[[ Passage for review, beginning ]]
|Our 2010 reunion|
I graduated from Nerinx Hall, a Catholic girls school run by the ever-progressive Sisters of Loretto in St. Louis. Since our 20th reunion, we’ve met every five years.
We’ve met in the school cafeteria, a country club, and the home of one of our classmates. Sometimes we’ve had one event, sometimes two over a weekend. Certain traditions are included at each reunion.
First, no men. We made that mistake at the five year reunion (actually held a year late) and decided it was too much trouble to entertain husbands or boyfriends. We have a lot more fun when it’s just us.
Second, before we meet for dinner or brunch, we have a tour of the school to see the wonderful improvements and bemoan the old days of manual typewriters rather than iPads.
And third, we start with Mass in the chapel at school. We used to have a priest celebrate it, but that became problematic. Now we have our own service, our way. The music changes, the readings change, but one thing is constant.
During the offertory, a rose is presented in memory of each girl from our class who has died, starting with the one who died while we were still in school. The causes of death – cancer, automobile accidents, suicide, 9/11 – are rarely discussed. But the girls themselves are remembered.
There have been times when we’ve gathered to plan a reunion when no one had died since the previous one. That will probably not happen again, though as far as I know, a year away from our next one, there’s no new rose to add.
Sometimes the deaths have been well-known to the class. Sometimes we’ve been surprised because we’d lost touch with someone. But as we age, we know that there will be more.
[[ Passage for review, end ]]
_Work instructions_
1. Please rewrite the paragraph of the reunion account that begins "During the offertory" as a short bulleted list that keeps its main facts.
2. Carry on the reunion account with a few sentences in the same voice.
The material comes from a separate source, not from the reunion account.
[[ Data excerpts, beginning ]]
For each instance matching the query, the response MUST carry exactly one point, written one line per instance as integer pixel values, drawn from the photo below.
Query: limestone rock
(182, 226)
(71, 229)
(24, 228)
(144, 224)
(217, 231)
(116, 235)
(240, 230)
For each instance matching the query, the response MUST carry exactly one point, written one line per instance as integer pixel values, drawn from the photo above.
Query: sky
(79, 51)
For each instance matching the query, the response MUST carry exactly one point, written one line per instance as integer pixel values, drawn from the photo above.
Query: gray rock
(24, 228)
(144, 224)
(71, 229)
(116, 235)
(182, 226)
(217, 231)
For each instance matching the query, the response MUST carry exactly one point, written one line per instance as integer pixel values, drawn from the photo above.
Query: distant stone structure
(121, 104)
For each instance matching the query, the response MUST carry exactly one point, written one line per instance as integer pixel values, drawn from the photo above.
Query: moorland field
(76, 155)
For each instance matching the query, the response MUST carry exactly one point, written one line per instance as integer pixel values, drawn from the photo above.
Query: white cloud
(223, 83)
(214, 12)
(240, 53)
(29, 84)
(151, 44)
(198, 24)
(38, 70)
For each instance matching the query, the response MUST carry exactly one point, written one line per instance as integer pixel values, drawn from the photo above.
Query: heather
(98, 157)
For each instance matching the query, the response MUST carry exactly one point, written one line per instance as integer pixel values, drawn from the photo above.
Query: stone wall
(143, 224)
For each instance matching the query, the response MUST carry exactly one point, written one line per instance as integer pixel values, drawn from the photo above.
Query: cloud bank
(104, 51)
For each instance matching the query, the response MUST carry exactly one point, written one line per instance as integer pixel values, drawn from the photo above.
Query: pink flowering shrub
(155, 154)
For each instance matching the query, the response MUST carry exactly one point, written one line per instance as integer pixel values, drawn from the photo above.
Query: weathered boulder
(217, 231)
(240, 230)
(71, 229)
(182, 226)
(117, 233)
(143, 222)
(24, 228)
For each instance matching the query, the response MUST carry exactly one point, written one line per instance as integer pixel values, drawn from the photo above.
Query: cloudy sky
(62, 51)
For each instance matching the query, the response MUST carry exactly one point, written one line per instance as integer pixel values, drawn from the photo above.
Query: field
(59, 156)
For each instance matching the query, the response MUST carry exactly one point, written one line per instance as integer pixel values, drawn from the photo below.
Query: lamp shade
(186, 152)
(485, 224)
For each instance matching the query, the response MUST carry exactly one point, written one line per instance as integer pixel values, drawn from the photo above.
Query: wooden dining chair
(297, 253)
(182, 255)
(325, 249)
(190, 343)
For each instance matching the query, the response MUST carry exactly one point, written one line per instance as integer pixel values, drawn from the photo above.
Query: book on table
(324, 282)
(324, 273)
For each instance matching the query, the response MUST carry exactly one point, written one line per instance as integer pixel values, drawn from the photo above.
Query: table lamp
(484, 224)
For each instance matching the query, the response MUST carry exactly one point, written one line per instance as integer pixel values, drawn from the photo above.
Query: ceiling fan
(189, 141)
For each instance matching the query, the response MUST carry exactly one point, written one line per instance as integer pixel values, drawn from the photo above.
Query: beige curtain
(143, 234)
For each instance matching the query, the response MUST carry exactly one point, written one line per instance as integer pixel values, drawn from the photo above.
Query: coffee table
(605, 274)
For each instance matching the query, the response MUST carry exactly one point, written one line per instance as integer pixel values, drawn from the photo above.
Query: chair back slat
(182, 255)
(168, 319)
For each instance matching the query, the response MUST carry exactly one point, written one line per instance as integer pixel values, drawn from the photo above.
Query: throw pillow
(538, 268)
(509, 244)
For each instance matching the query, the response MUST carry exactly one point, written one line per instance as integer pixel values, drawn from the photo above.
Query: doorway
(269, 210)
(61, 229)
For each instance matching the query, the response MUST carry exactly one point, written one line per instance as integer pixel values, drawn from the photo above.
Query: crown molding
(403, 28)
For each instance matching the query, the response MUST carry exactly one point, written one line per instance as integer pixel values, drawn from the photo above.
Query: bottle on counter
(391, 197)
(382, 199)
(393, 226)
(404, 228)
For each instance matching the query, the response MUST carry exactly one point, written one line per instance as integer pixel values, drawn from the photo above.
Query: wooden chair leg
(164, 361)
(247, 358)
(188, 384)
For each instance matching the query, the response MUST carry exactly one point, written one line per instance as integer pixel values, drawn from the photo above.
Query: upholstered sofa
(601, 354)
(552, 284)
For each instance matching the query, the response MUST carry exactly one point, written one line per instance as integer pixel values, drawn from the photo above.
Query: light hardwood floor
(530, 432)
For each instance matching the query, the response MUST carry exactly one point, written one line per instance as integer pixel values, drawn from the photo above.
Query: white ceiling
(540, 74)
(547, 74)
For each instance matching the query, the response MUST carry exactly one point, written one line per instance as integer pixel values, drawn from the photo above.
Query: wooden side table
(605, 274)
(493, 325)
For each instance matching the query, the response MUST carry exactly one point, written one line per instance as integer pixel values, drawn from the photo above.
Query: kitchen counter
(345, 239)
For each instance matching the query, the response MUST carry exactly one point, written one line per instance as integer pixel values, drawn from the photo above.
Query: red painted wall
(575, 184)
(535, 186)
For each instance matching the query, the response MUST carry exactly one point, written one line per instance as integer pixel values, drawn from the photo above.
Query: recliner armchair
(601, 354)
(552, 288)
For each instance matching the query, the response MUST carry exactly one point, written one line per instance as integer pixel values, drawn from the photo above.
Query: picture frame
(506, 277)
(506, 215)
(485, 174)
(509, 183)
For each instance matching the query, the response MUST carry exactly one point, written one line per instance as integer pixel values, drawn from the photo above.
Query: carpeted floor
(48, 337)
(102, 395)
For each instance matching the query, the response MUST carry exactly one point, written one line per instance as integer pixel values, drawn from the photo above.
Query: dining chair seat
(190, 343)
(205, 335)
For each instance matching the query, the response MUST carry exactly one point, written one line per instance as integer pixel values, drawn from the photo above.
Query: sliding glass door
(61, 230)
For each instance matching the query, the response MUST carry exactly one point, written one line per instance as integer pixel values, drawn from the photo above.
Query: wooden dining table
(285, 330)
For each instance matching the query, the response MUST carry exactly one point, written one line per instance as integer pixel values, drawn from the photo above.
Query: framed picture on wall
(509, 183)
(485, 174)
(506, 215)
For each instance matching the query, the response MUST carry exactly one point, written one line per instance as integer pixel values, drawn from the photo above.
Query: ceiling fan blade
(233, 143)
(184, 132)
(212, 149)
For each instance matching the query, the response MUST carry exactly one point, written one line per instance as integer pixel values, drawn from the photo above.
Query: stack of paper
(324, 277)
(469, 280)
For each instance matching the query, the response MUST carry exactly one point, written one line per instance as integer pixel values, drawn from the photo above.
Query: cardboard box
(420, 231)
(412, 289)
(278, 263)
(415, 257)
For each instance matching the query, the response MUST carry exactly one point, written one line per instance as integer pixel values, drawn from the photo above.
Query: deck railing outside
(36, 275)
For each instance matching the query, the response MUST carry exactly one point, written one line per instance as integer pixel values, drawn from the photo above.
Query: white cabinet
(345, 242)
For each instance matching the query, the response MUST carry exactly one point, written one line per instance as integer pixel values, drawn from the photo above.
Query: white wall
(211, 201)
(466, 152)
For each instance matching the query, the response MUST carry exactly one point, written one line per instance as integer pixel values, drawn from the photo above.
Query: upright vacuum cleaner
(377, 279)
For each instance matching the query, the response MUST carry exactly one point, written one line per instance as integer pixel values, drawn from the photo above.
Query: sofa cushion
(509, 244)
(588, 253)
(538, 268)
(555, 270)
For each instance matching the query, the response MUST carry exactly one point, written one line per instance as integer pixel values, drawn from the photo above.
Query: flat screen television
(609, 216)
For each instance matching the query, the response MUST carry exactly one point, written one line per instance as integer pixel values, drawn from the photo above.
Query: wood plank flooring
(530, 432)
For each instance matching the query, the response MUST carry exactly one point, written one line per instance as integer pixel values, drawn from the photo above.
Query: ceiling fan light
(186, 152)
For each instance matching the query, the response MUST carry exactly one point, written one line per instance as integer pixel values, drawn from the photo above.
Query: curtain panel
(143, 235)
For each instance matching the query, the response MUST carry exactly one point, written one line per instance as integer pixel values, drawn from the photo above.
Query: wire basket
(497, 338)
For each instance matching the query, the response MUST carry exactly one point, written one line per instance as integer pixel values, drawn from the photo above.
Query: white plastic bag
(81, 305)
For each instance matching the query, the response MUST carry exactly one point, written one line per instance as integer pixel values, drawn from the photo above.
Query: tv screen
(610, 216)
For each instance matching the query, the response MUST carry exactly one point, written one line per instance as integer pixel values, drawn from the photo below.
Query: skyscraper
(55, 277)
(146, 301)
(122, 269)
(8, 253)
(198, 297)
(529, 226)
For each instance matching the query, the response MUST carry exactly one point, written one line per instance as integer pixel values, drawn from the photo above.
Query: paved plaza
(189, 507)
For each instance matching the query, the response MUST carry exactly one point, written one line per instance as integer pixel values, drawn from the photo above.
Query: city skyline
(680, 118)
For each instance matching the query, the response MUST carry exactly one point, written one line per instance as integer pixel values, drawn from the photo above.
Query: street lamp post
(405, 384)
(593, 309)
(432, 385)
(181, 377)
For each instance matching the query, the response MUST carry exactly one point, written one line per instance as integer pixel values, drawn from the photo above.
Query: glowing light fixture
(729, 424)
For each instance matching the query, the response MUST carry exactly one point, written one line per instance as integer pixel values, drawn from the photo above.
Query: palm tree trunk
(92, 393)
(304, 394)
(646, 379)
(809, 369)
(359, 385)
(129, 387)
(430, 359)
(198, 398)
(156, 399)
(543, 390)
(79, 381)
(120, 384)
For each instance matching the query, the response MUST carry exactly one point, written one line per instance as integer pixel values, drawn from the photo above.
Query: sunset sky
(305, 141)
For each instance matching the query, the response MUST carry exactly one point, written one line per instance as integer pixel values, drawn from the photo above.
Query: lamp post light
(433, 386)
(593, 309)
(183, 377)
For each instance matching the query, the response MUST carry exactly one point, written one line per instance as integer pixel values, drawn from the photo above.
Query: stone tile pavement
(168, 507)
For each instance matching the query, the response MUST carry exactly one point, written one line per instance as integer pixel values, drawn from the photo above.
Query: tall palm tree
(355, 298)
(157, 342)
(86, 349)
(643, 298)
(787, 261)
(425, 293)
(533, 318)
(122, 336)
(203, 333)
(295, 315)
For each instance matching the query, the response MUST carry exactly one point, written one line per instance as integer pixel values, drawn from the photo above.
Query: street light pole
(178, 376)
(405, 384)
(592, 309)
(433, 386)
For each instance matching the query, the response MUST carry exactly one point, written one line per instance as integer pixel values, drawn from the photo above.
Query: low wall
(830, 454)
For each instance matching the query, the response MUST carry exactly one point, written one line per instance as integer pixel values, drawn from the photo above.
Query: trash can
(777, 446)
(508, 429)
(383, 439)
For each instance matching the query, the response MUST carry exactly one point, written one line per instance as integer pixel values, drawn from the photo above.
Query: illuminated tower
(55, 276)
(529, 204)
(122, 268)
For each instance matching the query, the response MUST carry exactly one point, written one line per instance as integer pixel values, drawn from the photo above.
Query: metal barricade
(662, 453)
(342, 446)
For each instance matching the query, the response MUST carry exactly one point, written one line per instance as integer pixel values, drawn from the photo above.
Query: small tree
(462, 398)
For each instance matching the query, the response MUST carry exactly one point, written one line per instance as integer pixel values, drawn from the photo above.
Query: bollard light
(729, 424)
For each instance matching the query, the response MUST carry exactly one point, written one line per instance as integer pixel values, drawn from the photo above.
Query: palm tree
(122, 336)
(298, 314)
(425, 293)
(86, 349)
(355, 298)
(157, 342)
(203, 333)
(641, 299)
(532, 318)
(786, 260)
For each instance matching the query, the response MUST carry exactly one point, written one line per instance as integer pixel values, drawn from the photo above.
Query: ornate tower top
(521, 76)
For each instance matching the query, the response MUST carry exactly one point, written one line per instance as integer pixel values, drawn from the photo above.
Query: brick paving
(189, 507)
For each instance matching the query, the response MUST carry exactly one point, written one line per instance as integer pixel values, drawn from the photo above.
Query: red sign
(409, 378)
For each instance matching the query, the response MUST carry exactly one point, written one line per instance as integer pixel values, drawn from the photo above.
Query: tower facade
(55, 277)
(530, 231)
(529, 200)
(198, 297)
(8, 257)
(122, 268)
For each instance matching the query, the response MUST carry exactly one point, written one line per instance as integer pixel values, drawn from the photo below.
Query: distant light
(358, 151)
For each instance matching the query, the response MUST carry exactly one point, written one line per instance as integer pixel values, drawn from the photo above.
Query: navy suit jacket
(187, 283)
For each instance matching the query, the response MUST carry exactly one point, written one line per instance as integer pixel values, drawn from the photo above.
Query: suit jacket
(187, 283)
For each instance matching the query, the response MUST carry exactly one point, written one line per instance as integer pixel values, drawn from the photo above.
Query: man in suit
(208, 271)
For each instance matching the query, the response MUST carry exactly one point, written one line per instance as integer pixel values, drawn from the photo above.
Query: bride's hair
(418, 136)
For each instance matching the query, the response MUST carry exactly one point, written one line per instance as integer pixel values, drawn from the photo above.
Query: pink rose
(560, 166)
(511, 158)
[[ Data excerpts, end ]]
_Answers in order_
1.
- During the offertory, a rose is presented in memory of each girl from the class who has died.
- The roses start with the girl who died while the class was still in school.
- The causes of death, such as cancer, automobile accidents, suicide and 9/11, are rarely discussed.
- The girls themselves are remembered.

2.
Maybe you’re one of those heading out of state or just across town to reconnect with old friends. Your focus may be on impressing people or just hoping to not embarrass yourself.
But at most every gathering – no matter the length of time – you will be confronted with the knowledge that not everyone is there. The girl whose locker was next to yours, the one who passed notes to you in World History, the one with the curliest hair - one or more of them have died.
Maybe you were close friends. Maybe you were in different cliques and just never made the effort to get to know each other. It doesn’t matter.
At some point during your reunion, you’ll look around. You’ll marvel that everyone got older except you. And then you’ll remember those who did not make it to their 20th birthday, much less their 50th. They were part of you, part of growing up, even if they’re gone.
So take a minute like we do. Recite their names, or include their pictures in the reunion program. Share a story.
And include all your classmates in your reunion.